Data listing
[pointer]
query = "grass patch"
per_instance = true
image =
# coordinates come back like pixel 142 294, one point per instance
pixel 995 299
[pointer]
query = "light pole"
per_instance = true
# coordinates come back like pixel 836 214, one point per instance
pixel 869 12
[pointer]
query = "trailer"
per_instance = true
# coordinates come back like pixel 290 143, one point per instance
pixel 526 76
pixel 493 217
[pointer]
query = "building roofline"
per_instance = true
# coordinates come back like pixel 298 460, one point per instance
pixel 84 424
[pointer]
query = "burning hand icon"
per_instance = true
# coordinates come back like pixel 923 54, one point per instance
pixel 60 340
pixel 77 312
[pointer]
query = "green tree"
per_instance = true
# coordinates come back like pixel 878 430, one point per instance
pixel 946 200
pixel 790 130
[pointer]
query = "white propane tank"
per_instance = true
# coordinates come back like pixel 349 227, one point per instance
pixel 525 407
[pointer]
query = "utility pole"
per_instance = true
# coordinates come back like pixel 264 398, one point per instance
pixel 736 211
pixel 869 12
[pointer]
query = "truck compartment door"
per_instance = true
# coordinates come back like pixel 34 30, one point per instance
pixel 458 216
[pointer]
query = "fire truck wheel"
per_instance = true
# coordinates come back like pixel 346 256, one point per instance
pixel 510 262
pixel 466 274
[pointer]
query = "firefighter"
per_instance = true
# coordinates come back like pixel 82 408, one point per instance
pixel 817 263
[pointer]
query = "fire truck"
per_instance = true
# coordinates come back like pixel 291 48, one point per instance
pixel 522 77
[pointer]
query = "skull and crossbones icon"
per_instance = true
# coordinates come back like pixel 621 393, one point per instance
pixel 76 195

TASK TO COMPLETE:
Substitute "street lamp" for "light pole" in the material from its first line through the line holding "pixel 493 217", inclusive. Reproduce those lines with no other change.

THE COMPLETED TASK:
[pointer]
query = "grass patch"
per_instance = true
image =
# coordinates come back like pixel 142 294, one point per instance
pixel 995 299
[pointer]
query = "street lamp"
per_instance = true
# coordinates come back like pixel 836 214, one point per instance
pixel 869 12
[pointer]
query = "trailer"
per_instance = true
# coordinates come back like pixel 290 143, one point per instance
pixel 526 76
pixel 493 217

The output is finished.